(Records from a data collection)

..............................

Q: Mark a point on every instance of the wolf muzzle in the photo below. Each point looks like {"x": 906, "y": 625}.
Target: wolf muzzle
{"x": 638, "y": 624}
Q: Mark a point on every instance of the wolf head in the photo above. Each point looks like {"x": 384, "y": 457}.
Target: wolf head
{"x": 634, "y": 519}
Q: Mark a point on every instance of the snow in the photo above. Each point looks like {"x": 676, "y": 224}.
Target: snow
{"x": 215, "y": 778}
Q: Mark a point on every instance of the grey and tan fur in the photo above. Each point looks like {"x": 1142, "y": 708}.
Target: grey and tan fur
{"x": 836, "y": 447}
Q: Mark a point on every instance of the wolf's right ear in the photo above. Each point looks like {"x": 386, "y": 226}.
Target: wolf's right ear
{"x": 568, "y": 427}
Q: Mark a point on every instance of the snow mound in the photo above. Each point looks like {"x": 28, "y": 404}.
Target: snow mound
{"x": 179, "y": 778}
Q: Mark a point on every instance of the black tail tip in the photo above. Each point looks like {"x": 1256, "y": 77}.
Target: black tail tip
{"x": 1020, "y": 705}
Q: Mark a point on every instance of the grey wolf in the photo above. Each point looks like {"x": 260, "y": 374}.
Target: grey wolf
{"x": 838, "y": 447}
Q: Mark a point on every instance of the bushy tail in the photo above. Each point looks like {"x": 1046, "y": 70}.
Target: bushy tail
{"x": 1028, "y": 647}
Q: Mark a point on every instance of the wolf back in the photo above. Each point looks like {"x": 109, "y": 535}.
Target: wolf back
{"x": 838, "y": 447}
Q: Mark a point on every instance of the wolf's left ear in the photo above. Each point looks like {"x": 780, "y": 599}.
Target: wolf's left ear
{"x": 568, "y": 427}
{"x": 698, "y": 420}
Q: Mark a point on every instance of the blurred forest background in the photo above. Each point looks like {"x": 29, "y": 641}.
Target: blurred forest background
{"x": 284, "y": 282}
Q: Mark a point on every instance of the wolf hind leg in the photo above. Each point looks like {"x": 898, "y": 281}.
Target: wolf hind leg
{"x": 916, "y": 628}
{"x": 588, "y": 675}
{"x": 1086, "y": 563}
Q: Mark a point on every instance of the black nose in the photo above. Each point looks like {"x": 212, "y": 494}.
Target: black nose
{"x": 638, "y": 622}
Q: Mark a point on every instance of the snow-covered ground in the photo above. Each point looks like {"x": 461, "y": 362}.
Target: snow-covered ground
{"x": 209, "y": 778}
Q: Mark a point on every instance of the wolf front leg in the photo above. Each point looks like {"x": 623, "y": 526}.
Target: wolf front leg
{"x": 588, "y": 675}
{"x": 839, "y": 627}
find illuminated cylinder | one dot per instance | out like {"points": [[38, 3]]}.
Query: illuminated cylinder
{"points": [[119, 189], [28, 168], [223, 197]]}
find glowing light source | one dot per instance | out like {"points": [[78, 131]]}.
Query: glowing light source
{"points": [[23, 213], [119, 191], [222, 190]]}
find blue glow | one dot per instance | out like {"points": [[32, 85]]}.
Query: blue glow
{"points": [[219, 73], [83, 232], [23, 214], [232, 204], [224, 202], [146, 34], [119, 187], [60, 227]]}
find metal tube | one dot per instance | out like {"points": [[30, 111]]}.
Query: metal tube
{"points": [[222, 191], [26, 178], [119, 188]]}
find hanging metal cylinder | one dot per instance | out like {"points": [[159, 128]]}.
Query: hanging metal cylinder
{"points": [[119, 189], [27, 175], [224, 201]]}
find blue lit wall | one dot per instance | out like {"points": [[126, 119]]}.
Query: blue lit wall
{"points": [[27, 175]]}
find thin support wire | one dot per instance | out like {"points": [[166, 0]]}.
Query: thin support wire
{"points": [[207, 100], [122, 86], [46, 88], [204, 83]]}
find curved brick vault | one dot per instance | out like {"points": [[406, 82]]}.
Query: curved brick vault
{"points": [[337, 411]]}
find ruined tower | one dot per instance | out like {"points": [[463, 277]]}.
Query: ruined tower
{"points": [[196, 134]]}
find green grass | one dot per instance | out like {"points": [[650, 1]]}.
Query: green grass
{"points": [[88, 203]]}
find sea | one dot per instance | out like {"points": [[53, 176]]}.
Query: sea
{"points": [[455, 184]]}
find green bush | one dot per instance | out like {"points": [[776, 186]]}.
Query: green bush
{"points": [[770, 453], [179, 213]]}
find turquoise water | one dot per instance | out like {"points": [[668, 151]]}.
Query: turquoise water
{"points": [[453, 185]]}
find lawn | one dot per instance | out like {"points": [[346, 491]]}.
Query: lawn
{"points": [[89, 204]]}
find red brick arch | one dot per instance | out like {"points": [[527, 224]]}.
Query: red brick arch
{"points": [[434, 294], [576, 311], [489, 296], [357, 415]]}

..............................

__PROBLEM TO SOLVE__
The line with "find sea | one" marks where to start. Transcribe from there through the final line of the records, exactly and with nothing added.

__ANSWER SECTION__
find sea | one dot per instance | out like {"points": [[53, 176]]}.
Query: sea
{"points": [[455, 184]]}
find green bush | one dot per instance | out like {"points": [[776, 186]]}.
Query: green bush
{"points": [[770, 453], [179, 213]]}
find turquoise water | one dot per instance | out like {"points": [[668, 151]]}.
Query: turquoise water
{"points": [[453, 185]]}
find lawn | one dot per instance | out like {"points": [[346, 491]]}.
Query: lawn
{"points": [[89, 204]]}
find red brick arch | one dot per instance | out like {"points": [[527, 224]]}.
Query: red brick arch
{"points": [[434, 294], [576, 311], [489, 296], [357, 415]]}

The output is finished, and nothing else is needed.